University of Louisville Trusts in the Future of Epidural Stimulation

Spinal Cord Injury imposes dramatic and life-changing effects on as much as 500,000 patients worldwide annually. Whilst the lost of voluntary movements, or paralysis, is most commonly known as one of the major symptoms of the injury, Spinal Cord Injury patients are, in fact, suffering from several other conditions, some of which include chronic low blood pressure, sexual dysfunction, the lost of bowel and bladder control, and more.

The absence of the cure for Spinal Cord Injury is driving researchers and medical institutions from across the globe in search for one. In the past few years alone, their effort has brought forward several fruitful and promising results, giving new hope to the Spinal Cord Injury patients like never before.

Amongst several researches’ groundbreaking findings includes one that was conducted by Glenn Hirsch, M.D., a professor of Cardiology from the University of Louisville (UofL), in collaboration with Susan Harkema, Ph.D., and other researchers at the Kentucky Spinal Cord Injury Research Center (KSCIRC).

This involves the implantation of the Epidural Stimulator device in four cervical level Spinal Cord Injury patients. These patients are reportedly suffering from chronic low blood pressure, a condition that is causing several complications and is preventing them from performing daily activities.

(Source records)

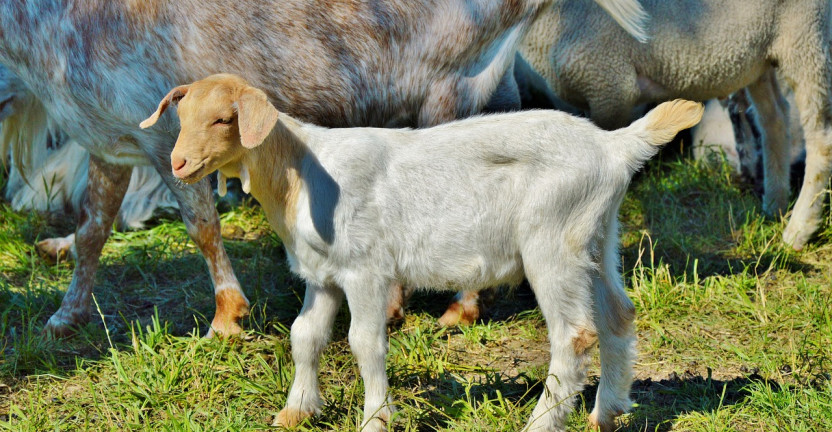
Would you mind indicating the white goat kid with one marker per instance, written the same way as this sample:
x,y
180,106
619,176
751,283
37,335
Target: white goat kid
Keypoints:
x,y
532,194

*Brief*
Write a continuation of the article on the University of Louisville's epidural stimulation research, beginning after its final sentence. The records have no connection to the article.

*Response to this exercise*
Following the implantation of Epidural Stimulation device, however, the research results show a breakthrough result. Once the device is switched on, these four Spinal Cord Injury patients’ blood pressure is elevated to a normal range, and dropped once the stimulation halted.

Stefanie Putnam, one of the four patients who was the subject of the study, shared her feelings and excitement what Epidural Stimulation implant has done to her. “With Epidural Stimulation, I immediately felt the effects. I went from feeling like I was glued to the floor to elevated- as though gravity was not weighing me down. I feel alive.”

This finding by UofL and KSCIRC adds fundamental strength to previous research study at KSCIRC, where improvements in terms of voluntary movement, standing and stepping, bowel, bladder, and sexual functions are recorded. Trusting in the groundbreaking potential of Epidural Stimulation, University of Louisville will continue to further explore Epidural Stimulation and its potential to put Spinal Cord Injury patients back on their feet.